_PAGE EXCERPT_
——

The minutes of al-Qaeda’s founding meetings
did not mention the United States as an enemy but rather described the group’s goals in the broadest and vaguest of terms: “to lift the word of God, to make His religion victorious.” The minutes did note that the “work” of al-Qaeda commenced on September 10, 1988. Almost exactly thirteen years later the organization carried out the 9/11 attacks, inflicting more direct damage on the United States during a morning than the Soviet Union had done during decades of the Cold War.

So what had changed in the meantime? Or to put it another way: Where did bin Laden’s anti-Americanism stem from? It was far from predictable that bin Laden would turn against the United States; several of his half brothers and sisters maintained vacation homes in the States and had substantial business interests there, while
about a quarter
of Osama’s fifty-three siblings had studied there at some point. And in 1979, when he was twenty-two, bin Laden himself traveled to the United States with his wife Najwa and their two infant sons. On the two-week trip the bin Ladens visited Los Angeles and Indiana. His wife recalled that the visit was uneventful: “
My husband and I
did not hate America, yet we did not love it.”

——

[Excerpts of pointing data]
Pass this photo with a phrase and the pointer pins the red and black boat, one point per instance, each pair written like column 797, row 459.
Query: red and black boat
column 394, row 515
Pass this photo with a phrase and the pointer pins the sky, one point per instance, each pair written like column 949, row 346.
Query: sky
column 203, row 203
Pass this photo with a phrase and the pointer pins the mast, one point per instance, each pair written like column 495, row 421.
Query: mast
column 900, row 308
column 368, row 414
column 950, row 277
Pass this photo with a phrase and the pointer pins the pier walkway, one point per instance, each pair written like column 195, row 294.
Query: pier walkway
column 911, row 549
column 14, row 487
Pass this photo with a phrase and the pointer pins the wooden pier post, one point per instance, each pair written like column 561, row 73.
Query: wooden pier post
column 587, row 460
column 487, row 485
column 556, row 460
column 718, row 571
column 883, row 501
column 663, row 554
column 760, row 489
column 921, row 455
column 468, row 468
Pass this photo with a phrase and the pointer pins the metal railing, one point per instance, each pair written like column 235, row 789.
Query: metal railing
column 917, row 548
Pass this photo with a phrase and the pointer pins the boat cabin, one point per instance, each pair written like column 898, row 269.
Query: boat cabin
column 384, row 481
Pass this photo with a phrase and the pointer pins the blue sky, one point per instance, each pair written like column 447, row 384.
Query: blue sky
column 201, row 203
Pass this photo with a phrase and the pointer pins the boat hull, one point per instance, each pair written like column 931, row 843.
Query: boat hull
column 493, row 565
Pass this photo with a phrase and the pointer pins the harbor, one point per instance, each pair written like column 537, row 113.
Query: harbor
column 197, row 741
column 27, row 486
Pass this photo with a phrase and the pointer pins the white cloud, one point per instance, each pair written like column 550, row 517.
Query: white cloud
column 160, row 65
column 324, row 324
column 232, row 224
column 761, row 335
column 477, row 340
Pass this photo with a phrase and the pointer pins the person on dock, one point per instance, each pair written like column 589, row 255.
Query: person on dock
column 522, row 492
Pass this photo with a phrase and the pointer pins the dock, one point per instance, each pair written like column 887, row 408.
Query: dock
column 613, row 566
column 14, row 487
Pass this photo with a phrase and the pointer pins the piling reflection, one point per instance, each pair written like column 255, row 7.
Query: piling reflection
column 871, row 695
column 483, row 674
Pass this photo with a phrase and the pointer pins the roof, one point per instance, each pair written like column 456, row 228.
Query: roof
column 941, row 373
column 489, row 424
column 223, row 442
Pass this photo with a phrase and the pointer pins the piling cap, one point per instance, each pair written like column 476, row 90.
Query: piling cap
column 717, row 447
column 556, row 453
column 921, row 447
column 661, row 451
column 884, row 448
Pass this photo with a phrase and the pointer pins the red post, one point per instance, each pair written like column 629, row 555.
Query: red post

——

_TO BE DONE_
a - According to the passage on bin Laden's anti-Americanism, why was it far from predictable that he would turn against the United States? Answer in one to three sentences.
b - Carry on the passage about the roots of bin Laden's anti-Americanism, starting after its final sentence.

_PER-TASK ANSWERS_
a - Several of his half brothers and sisters kept vacation homes in the United States and had substantial business interests there, and about a quarter of his fifty-three siblings had studied there at some point. In 1979 he himself had also traveled to the United States with his wife Najwa and their two infant sons, visiting Los Angeles and Indiana.

b -
Over the course of the 1980s, bin Laden’s indifference to the United States would gradually harden into hostility because of its support for Israel. The al-Qaeda leader explained that he made a speech in 1986
urging Muslims to boycott American products
because “the Americans take our money and give it to the Jews so they can kill our children with it in Palestine.” Bin Laden stopped drinking
Pepsi and Coca-Cola
and his son
Omar recalls
that his father
refused to let his kids consume American soft drinks. (They would drink them anyway, behind his back.)

Bin Laden’s anti-Americanism, hardly uncommon in the Muslim world, blossomed into full-blown hatred, springing, famously, from the rejection of his offer to deploy his army of veterans from the Afghan anti-Soviet jihad to defend the Saudi kingdom following Saddam Hussein’s invasion of neighboring Kuwait in August 1990. The head of Saudi intelligence, Prince Turki, recalled bin Laden’s offer of his men to help defeat Saddam’s army, which was then the fourth largest in the world: “
He changed
from a calm, peaceful and gentle man interested in helping Muslims into a person who believed that he would be able to amass and command an army to liberate Kuwait. It revealed his arrogance.”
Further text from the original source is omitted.